To be done =>
Identify every line in the data below that contains the string "sidewalk", and copy each of those lines. Case matters.

>> start

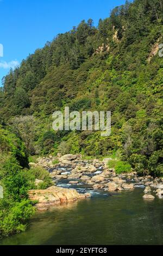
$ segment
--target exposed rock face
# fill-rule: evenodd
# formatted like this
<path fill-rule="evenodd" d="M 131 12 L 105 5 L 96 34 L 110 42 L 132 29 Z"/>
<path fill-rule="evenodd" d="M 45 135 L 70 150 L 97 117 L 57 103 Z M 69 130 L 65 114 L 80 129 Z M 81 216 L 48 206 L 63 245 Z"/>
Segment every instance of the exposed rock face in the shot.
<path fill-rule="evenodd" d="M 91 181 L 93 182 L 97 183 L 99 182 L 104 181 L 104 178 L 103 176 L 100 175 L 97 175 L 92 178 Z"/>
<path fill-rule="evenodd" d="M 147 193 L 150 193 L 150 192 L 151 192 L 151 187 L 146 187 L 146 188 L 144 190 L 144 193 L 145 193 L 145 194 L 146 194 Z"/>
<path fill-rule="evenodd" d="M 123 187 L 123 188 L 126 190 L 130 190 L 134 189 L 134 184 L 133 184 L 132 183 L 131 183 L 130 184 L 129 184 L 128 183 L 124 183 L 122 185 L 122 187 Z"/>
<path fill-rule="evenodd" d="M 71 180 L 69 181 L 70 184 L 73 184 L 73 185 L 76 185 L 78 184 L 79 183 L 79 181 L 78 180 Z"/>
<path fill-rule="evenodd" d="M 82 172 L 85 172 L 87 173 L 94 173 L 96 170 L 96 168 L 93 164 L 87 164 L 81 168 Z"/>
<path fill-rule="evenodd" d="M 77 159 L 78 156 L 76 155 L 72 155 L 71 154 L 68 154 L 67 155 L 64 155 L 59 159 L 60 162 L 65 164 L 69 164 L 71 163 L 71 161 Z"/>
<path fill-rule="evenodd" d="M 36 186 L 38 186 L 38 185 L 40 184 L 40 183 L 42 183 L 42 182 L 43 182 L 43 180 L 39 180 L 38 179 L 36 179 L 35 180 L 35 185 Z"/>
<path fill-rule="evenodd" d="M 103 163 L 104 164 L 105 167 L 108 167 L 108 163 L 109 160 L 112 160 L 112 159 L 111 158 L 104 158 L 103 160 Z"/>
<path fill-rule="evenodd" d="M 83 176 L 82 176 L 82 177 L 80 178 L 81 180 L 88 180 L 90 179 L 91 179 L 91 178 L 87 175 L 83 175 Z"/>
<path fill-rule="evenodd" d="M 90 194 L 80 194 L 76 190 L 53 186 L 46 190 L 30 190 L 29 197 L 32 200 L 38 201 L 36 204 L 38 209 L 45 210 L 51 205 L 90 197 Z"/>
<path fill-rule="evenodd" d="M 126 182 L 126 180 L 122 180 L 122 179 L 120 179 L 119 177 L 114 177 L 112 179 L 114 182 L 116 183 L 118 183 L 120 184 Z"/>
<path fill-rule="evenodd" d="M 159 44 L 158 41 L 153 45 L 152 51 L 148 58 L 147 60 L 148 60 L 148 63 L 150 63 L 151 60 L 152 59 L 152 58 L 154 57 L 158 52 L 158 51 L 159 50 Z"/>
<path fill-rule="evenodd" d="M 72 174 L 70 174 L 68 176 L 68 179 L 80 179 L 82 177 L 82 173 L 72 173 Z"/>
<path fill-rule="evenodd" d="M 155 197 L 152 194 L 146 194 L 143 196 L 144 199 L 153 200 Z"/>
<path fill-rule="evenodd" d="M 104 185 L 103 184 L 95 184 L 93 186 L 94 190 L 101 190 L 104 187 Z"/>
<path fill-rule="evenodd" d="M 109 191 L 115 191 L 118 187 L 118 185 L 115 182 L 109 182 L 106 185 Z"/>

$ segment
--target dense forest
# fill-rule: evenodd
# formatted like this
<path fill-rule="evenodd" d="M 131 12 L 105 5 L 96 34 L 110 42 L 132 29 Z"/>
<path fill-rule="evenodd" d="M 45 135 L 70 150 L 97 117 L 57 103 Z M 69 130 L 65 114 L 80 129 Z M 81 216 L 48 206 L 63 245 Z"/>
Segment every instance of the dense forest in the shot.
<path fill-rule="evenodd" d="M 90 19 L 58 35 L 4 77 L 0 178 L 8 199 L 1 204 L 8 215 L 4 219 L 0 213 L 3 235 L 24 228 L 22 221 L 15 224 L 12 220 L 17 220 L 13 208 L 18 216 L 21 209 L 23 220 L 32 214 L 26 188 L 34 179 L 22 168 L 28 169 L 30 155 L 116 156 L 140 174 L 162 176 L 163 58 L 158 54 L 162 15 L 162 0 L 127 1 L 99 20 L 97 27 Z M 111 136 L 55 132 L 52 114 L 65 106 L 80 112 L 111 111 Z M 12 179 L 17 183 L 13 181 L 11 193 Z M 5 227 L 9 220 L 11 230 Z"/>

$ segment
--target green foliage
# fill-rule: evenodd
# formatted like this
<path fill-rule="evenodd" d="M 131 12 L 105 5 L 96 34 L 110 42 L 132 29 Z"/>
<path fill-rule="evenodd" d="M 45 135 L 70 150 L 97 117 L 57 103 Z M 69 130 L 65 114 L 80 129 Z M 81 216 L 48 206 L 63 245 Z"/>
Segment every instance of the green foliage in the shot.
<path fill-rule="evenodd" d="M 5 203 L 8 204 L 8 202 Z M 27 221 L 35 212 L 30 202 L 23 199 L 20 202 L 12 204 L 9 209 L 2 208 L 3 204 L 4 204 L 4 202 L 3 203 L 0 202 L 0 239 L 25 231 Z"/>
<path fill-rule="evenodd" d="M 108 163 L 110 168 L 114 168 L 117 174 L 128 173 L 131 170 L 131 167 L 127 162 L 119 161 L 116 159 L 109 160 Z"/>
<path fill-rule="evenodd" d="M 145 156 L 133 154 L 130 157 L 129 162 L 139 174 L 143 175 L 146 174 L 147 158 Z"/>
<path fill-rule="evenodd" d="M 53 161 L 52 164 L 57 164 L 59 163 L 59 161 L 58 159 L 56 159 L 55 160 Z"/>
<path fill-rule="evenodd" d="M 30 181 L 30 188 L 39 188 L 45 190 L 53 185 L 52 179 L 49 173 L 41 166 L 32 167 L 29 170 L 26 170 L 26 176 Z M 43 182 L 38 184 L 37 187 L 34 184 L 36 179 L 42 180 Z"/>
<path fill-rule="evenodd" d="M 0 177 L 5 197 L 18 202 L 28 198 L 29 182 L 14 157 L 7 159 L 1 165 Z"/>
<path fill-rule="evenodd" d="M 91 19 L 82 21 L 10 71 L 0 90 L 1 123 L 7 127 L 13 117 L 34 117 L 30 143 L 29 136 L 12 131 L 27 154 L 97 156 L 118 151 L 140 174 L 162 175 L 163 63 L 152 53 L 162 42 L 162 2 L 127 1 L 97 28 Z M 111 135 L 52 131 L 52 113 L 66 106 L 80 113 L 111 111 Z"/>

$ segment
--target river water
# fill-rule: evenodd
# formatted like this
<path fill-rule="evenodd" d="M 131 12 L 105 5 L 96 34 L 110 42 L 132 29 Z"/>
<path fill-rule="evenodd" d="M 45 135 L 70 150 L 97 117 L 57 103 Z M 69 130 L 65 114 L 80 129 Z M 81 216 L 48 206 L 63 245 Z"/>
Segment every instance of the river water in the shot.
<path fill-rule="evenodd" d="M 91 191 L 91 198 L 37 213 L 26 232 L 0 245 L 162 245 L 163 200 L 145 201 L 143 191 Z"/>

>> end
>> start

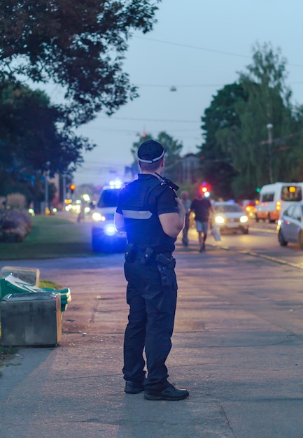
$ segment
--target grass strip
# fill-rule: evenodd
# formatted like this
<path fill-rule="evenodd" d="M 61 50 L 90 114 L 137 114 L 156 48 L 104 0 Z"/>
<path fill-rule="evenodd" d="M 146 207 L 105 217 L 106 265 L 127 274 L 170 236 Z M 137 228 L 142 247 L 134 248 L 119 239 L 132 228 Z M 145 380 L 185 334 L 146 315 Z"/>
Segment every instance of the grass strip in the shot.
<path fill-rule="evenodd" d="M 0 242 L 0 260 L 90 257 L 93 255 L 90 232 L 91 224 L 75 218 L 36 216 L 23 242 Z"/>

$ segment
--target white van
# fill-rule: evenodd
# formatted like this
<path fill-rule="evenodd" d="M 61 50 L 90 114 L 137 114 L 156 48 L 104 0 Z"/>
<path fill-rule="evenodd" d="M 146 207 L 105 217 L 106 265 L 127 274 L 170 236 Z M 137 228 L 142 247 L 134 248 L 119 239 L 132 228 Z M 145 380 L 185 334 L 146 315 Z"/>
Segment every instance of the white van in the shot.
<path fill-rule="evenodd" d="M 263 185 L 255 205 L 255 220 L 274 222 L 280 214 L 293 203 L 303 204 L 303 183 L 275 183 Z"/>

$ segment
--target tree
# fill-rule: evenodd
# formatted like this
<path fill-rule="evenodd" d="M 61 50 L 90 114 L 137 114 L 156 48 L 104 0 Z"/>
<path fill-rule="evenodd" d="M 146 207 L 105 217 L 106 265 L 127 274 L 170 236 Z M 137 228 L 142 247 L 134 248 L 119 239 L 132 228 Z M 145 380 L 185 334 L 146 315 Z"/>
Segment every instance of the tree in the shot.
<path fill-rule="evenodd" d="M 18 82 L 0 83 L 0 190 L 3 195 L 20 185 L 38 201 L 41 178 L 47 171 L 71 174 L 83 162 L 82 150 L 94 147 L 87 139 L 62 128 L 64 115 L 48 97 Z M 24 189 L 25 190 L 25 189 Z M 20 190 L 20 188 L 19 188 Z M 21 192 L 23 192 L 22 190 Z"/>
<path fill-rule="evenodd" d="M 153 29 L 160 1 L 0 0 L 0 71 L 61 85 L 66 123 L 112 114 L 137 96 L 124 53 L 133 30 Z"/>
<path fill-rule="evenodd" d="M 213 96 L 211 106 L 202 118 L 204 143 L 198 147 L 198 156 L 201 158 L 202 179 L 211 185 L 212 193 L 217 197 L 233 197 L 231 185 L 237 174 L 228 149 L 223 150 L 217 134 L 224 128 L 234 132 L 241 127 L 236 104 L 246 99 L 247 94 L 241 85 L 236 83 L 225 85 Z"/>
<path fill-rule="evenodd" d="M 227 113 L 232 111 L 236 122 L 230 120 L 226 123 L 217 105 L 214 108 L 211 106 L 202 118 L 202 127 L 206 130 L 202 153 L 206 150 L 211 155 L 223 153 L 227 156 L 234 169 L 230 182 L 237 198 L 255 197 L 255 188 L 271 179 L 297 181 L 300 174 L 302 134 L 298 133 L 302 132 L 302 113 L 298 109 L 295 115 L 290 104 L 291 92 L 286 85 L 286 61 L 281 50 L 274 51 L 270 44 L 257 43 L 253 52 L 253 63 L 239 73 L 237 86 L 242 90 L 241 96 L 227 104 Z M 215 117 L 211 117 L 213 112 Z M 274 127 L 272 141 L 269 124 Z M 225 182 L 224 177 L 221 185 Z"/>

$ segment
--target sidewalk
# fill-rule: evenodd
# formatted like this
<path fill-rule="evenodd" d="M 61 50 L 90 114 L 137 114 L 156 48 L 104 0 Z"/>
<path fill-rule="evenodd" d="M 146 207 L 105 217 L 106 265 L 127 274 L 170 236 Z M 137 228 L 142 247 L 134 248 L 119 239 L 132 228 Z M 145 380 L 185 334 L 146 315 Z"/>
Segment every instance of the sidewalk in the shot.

>> end

Result of the task =>
--target sidewalk
Segment every instance of the sidewalk in the shot.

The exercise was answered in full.